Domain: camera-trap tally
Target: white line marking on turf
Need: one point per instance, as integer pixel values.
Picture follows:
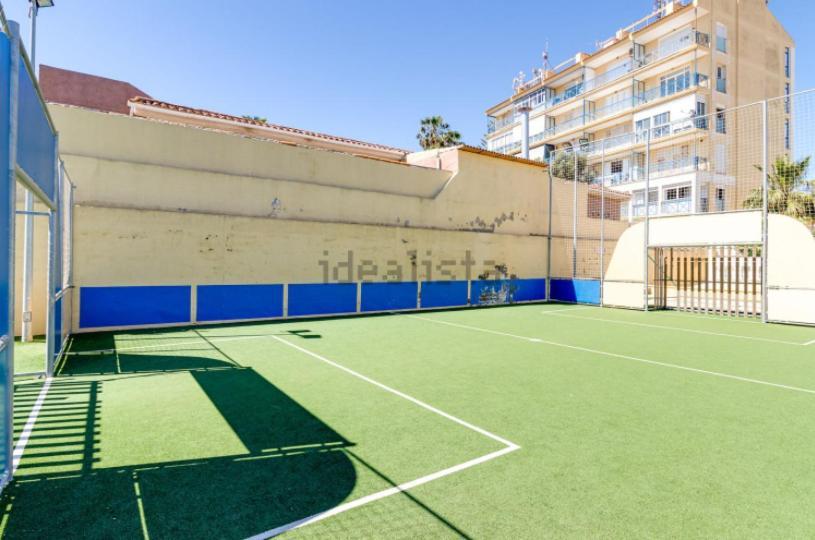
(509, 447)
(19, 448)
(382, 494)
(677, 328)
(623, 356)
(566, 309)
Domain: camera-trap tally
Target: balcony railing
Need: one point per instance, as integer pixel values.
(677, 206)
(508, 148)
(498, 123)
(617, 107)
(681, 41)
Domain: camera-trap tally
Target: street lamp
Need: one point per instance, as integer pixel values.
(35, 7)
(28, 221)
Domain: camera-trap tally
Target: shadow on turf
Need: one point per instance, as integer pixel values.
(296, 465)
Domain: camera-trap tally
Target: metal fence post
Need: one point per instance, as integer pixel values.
(602, 218)
(574, 216)
(549, 243)
(8, 372)
(765, 207)
(647, 224)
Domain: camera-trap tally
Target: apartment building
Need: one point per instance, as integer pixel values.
(655, 94)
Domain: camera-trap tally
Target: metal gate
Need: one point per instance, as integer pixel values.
(723, 280)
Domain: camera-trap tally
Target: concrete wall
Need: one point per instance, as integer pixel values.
(164, 204)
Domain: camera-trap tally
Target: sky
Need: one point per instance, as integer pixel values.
(363, 69)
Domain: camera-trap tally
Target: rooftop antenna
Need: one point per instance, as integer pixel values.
(659, 4)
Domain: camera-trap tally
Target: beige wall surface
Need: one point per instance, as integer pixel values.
(162, 204)
(39, 285)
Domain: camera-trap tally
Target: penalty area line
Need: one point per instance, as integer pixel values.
(508, 448)
(19, 448)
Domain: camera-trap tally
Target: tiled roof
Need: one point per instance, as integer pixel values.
(256, 123)
(88, 91)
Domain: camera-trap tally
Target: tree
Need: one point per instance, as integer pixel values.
(788, 192)
(563, 166)
(255, 118)
(434, 132)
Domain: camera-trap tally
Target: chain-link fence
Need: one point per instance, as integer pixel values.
(615, 201)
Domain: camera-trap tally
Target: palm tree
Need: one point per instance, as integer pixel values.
(434, 132)
(788, 192)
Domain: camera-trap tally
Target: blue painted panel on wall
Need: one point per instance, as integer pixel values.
(529, 290)
(506, 291)
(490, 292)
(5, 250)
(322, 298)
(444, 294)
(36, 142)
(131, 306)
(233, 302)
(584, 291)
(389, 296)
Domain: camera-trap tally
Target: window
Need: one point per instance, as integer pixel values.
(721, 79)
(787, 133)
(642, 127)
(676, 82)
(701, 115)
(676, 194)
(721, 121)
(721, 158)
(721, 37)
(662, 125)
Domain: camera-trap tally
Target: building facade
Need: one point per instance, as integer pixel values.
(655, 95)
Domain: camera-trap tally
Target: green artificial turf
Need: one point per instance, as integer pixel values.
(629, 424)
(29, 357)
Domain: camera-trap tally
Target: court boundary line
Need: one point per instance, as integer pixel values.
(678, 329)
(509, 447)
(622, 356)
(25, 435)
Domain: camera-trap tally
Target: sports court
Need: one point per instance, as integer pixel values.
(530, 420)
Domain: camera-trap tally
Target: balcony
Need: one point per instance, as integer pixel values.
(677, 206)
(634, 174)
(572, 123)
(666, 89)
(499, 123)
(663, 169)
(508, 148)
(677, 43)
(680, 41)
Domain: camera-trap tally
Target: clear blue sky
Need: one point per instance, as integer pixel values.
(363, 69)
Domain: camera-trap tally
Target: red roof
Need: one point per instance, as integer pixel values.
(143, 100)
(88, 91)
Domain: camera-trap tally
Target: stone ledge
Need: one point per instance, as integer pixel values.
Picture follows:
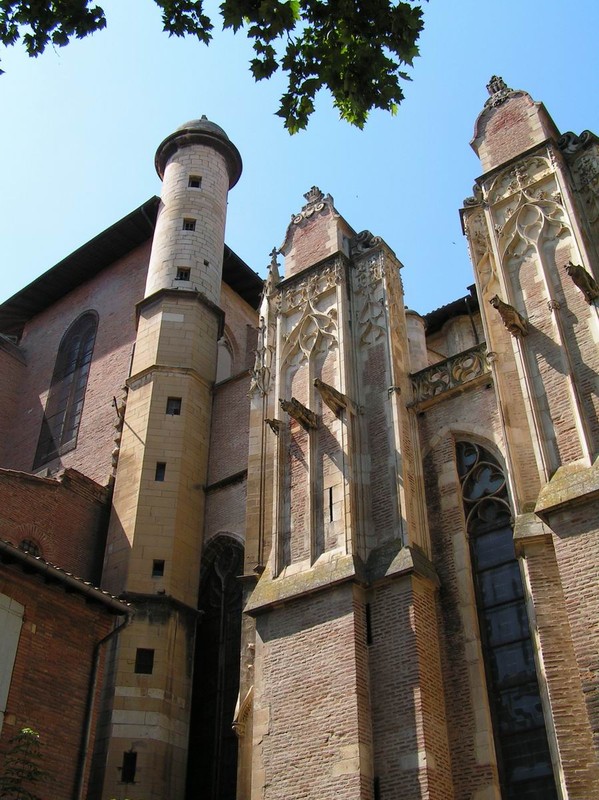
(572, 485)
(388, 562)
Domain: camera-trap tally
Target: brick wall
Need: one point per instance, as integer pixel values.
(112, 294)
(65, 517)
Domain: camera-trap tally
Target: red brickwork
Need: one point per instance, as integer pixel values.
(12, 369)
(312, 688)
(59, 633)
(66, 518)
(411, 749)
(112, 294)
(565, 605)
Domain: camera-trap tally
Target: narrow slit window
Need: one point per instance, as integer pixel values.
(173, 406)
(129, 767)
(157, 568)
(64, 407)
(144, 661)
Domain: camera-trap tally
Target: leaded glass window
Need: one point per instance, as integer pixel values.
(64, 405)
(520, 738)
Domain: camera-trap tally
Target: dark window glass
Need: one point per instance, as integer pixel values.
(129, 767)
(64, 406)
(144, 661)
(173, 406)
(519, 726)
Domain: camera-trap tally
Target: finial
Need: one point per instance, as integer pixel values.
(498, 91)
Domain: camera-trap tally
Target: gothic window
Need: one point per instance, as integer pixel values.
(64, 405)
(519, 728)
(212, 769)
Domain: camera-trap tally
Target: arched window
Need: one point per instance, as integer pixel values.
(212, 765)
(67, 390)
(519, 727)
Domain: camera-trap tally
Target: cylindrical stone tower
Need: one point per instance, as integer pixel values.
(155, 533)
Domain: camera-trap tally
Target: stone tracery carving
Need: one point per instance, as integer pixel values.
(364, 241)
(334, 399)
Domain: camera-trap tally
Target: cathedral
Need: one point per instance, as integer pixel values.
(289, 539)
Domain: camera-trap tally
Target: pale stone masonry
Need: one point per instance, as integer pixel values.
(361, 544)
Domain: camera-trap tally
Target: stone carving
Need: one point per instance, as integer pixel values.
(449, 374)
(570, 143)
(498, 91)
(584, 280)
(242, 712)
(513, 321)
(517, 177)
(364, 241)
(273, 277)
(274, 425)
(306, 418)
(316, 202)
(334, 399)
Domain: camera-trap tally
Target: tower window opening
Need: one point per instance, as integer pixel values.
(129, 767)
(521, 743)
(173, 406)
(144, 661)
(30, 546)
(64, 407)
(158, 568)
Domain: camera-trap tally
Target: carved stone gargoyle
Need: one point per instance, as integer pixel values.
(513, 321)
(584, 280)
(335, 400)
(306, 418)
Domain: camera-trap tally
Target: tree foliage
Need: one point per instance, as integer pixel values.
(358, 49)
(21, 769)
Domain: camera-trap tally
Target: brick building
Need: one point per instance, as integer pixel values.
(359, 545)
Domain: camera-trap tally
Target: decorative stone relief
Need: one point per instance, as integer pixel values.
(518, 177)
(368, 290)
(449, 374)
(261, 373)
(315, 332)
(311, 286)
(512, 319)
(498, 91)
(528, 222)
(316, 202)
(584, 280)
(364, 241)
(305, 416)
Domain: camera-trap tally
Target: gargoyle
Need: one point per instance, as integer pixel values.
(331, 396)
(513, 321)
(584, 280)
(306, 418)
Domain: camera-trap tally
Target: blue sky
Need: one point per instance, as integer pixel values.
(80, 127)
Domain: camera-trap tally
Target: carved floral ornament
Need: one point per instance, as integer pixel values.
(309, 288)
(314, 333)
------------------------------
(Required work):
Skip the images and write out the rest of the listing exactly.

(Output for this task):
Domain: camera-trap tally
Target: white line marking on turf
Need: one point per instance, as integer pixel values.
Picture follows:
(509, 447)
(19, 448)
(382, 494)
(677, 328)
(623, 356)
(566, 309)
Domain: camera-trap tally
Target: balcony railing
Need: one point per instance, as integer pixel values.
(677, 206)
(508, 148)
(498, 123)
(617, 107)
(681, 41)
Domain: camera-trap tally
Target: street lamp
Need: one point per instance, as integer pixel values.
(35, 7)
(28, 221)
Domain: camera-trap tally
Target: shadow on turf
Need: one point per instance, as integer pixel values.
(296, 465)
Domain: camera-trap tally
Target: metal fence post
Need: one point per instance, as integer pixel values.
(602, 218)
(574, 216)
(549, 243)
(8, 372)
(765, 207)
(647, 224)
Domain: camera-trap tally
Target: apartment building
Need: one point per instance, as integer pixel values.
(655, 94)
Domain: camera-trap tally
Target: metal gate
Need: one point per instance, as integer pixel values.
(723, 280)
Domain: camera-trap tally
Target: concrete wall
Need: one point per instance, as integer pixel values.
(164, 204)
Domain: camera-trap tally
Target: sky
Need: one point per instance, as integer pixel values.
(363, 69)
Domain: camera-trap tally
Target: rooftop antenna
Need: one point per instance, as integer pixel values.
(659, 4)
Domain: camera-trap tally
Target: beige wall surface
Need: one point per instance, as integer pixel values.
(162, 204)
(39, 285)
Domain: camera-trap tally
Target: penalty area line
Need: one point per instance, as integer pixel values.
(508, 448)
(19, 448)
Domain: camera-trap tally
Target: tiled roof
Need: one point per instance, as integer pixel values.
(256, 123)
(88, 91)
Domain: camera-trap tally
Target: tree
Need: one point per instance, as integer pixel values.
(788, 192)
(563, 166)
(255, 118)
(434, 132)
Domain: camera-trap tally
Target: chain-link fence
Need: one point per instance, as integer pixel values.
(615, 201)
Domain: camera-trap tally
Target: palm tree
Need: one point per instance, as integer pixel values.
(434, 132)
(788, 192)
Domain: camera-trap tally
Target: blue painted panel on wall
Need: one point per instance, as integer pixel values.
(529, 290)
(506, 291)
(490, 292)
(5, 250)
(322, 298)
(444, 294)
(36, 142)
(131, 306)
(233, 302)
(584, 291)
(389, 296)
Domain: camera-trap tally
Target: window
Need: one point per instance, as integer pixel values.
(721, 79)
(787, 133)
(642, 127)
(676, 82)
(701, 115)
(676, 194)
(721, 121)
(721, 158)
(721, 37)
(662, 125)
Domain: camera-trap tally
Target: building facade
Need: one point per instance, as integer pixel values.
(655, 95)
Domain: camera-trap tally
Target: green artificial turf
Need: one point per instance, as integer pixel values.
(629, 424)
(29, 357)
Domain: camera-trap tally
Target: court boundary line
Need: one point per instance, as integer pixel values.
(678, 329)
(509, 447)
(622, 356)
(25, 435)
Domain: camera-trap tally
Target: sports court
Need: one point per instance, as integer pixel values.
(530, 420)
Domain: camera-trap tally
Target: balcony
Need: one point per instance, as integer pixel values.
(677, 206)
(634, 174)
(572, 123)
(666, 89)
(499, 123)
(663, 169)
(508, 148)
(677, 43)
(680, 41)
Domain: camera-trap tally
Target: clear blue sky
Need: one point per instance, as integer pixel values.
(363, 69)
Domain: camera-trap tally
Target: red roof
Need: one point per instance, as integer pixel values.
(143, 100)
(88, 91)
Domain: camera-trap tally
Target: stone ledge
Need: one point per instance, as integer pixel values.
Picture follows:
(572, 485)
(388, 562)
Domain: camera-trap tally
Target: brick wall
Need: one point per instance, as integer pixel values.
(112, 294)
(65, 517)
Domain: camera-trap tally
Target: red brickwork
Need: one point per instance, as integer pixel values.
(12, 369)
(312, 688)
(59, 633)
(66, 518)
(411, 749)
(112, 294)
(565, 605)
Domain: camera-trap tally
Target: narrow slit window
Need: one point per instance, as integer pixel values.
(173, 406)
(129, 767)
(157, 568)
(64, 407)
(144, 661)
Domain: camera-trap tally
Target: leaded glass window
Need: one point per instance, as integer pixel values.
(64, 405)
(520, 738)
Domain: camera-trap tally
Target: dark window glass
Need: one point per instance, as integer pixel values.
(129, 767)
(64, 406)
(144, 661)
(173, 406)
(519, 726)
Domain: camera-trap tally
Target: finial
Need: one point per instance, as integer pixel values.
(498, 91)
Domain: camera-trap tally
Target: gothic window
Need: one point per instance, as integer pixel values.
(64, 405)
(519, 728)
(212, 769)
Domain: camera-trap tally
Target: arched window
Need: one point per instance, as integer pixel values.
(212, 765)
(67, 390)
(519, 727)
Domain: camera-trap tally
Target: cylindrical stone tower
Need: one point per instance, as integer pixel values.
(155, 533)
Domain: camera-trap tally
Target: stone tracery carving
Need: one point per instance, as integer pixel values.
(364, 241)
(334, 399)
Domain: camera-trap tally
Target: cathedral
Need: one point per instance, as integer pixel values.
(289, 539)
Domain: camera-trap tally
Target: pale stone masonry
Need: one point per instance, as integer pixel values.
(361, 544)
Domain: camera-trap tally
Target: stone carving
Need: one point per instance, as integer pixel values.
(449, 374)
(570, 143)
(498, 91)
(584, 280)
(242, 712)
(513, 321)
(517, 177)
(364, 241)
(273, 277)
(274, 425)
(306, 418)
(316, 202)
(334, 399)
Domain: camera-trap tally
Target: tower window opening
Need: one point per instance, as integer pixel values.
(129, 767)
(521, 743)
(173, 406)
(144, 661)
(30, 546)
(64, 407)
(158, 568)
Domain: camera-trap tally
Target: carved stone gargoyle
Need: one point per instance, as integer pixel values.
(513, 321)
(584, 280)
(335, 400)
(306, 418)
Domain: camera-trap tally
Target: tree foliage
Need: one point per instance, as integer pixel values.
(358, 49)
(21, 769)
Domain: camera-trap tally
Target: brick building
Need: one point per instance, as integer pixel values.
(359, 545)
Domain: camera-trap tally
Target: decorative stone relief
Need: one point per instance, as integer pixel values.
(518, 177)
(368, 290)
(449, 374)
(261, 373)
(315, 332)
(311, 286)
(512, 319)
(498, 91)
(528, 222)
(316, 202)
(584, 280)
(364, 241)
(305, 416)
Domain: camera-trap tally
Target: gargoyle
Need: one point per instance, as integer pixel values.
(331, 396)
(513, 321)
(584, 280)
(306, 418)
Domain: camera-trap tally
Target: blue sky
Need: one point per instance, as integer pixel values.
(80, 127)
Domain: camera-trap tally
Target: carved floral ornament
Need: one point per instance, as integer pixel values.
(309, 288)
(314, 333)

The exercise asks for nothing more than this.